### EXTRACT PROVIDED

5. Nicholas Berger writes: “Theatre and its practitioners have been deemed non-essential in this moment and our refusal to acknowledge this has resulted in disposable digital work that dismantles the very intimacy our form demands. We’re being asked to exit the stage, not give an encore.” Theatres have been identified as spaces were COVID-19 is likely to be transmitted due to the close proximity of humans in the auditorium. Extrapolating a public health measure into this sort of self-annihilation feels entirely counterproductive and self-sabotaging. It also feel self-indulgent to me. Very few of us in the arts were nurses or epidemiologists before COVID-19. This does not mean the arts do not have a social role to play. Like other pillars of society (shout out to Benjamin Lloyd for emphasising this in every class of his I took at Villanova), artists have a role to play as members of our communities (local or digitally dispersed). Our care is for the soul and spirit of society, whether through a hard-hitting play on contemporary issues or the witty escapism of a cabaret act, or whatever other form it takes. I make performances because I want to provide the spectator space to encounter themselves in a particular way. I want to provide this space because its existence is something I value when other artists set it up for me. The provisions of these spaces - whatever kind we need, wherever we find them - is entirely essential, as is teaching (schools are closed), as are books (libraries and bookshops are closed), as is gathering socially (restaurants, cafes, pubs and even some parks are closed). I ask who and what is served when we deny the social service the arts provide?

######

## WORK REQUIRED
Resume the essay on whether theater is essential during COVID-19, picking up right after its final sentence.

### EXTRACTED INFORMATION

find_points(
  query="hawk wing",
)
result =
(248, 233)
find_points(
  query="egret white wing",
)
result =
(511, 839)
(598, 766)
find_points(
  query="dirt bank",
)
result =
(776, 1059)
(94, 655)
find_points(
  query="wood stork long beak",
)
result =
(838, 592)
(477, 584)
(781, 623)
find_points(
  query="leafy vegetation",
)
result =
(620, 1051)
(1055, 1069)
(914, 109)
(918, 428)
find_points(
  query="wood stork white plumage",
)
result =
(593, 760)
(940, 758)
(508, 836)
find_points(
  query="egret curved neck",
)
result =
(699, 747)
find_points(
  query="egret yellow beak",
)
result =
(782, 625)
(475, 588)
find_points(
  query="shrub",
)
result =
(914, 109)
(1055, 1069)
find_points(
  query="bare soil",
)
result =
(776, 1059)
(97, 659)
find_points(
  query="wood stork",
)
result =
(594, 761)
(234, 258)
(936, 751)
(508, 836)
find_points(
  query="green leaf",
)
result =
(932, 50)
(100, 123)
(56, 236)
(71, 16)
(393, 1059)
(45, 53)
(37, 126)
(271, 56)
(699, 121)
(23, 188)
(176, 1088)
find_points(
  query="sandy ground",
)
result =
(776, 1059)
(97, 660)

######

## REPLY TO THE TASK
6. I am only reading these articles in English. My Facebook feed is full of artists from all over the world and I am not seeing comparable articles in Czech, French or Polish. I am translating multiple documents discussing the response of performing arts communities in Visegrad countries and I have yet to read anything along these lines. If this conversation is happening outside the Anglo-American sphere, please - send me things, I want to see them. I cannot comment on the US context, but having spent the bulk of my career in the UK, it strikes me that this is a culture that struggles to see a social function for art, that views it as largely decorative and extra (non-essential, if you will) and does not recognise the inherently political nature of arts practice. I ask who and what is served when we accept and internalise the characterisation of our field as fundamentally self-serving and disposable?
If you’ve reached this point, thank you for reading. I was kept awake by these thoughts for much of the night, so they felt important to share. Again, I want to emphasise my belief that finding our own personal ways through must absolutely take precedence now. I just think there is some insidious stuff in here.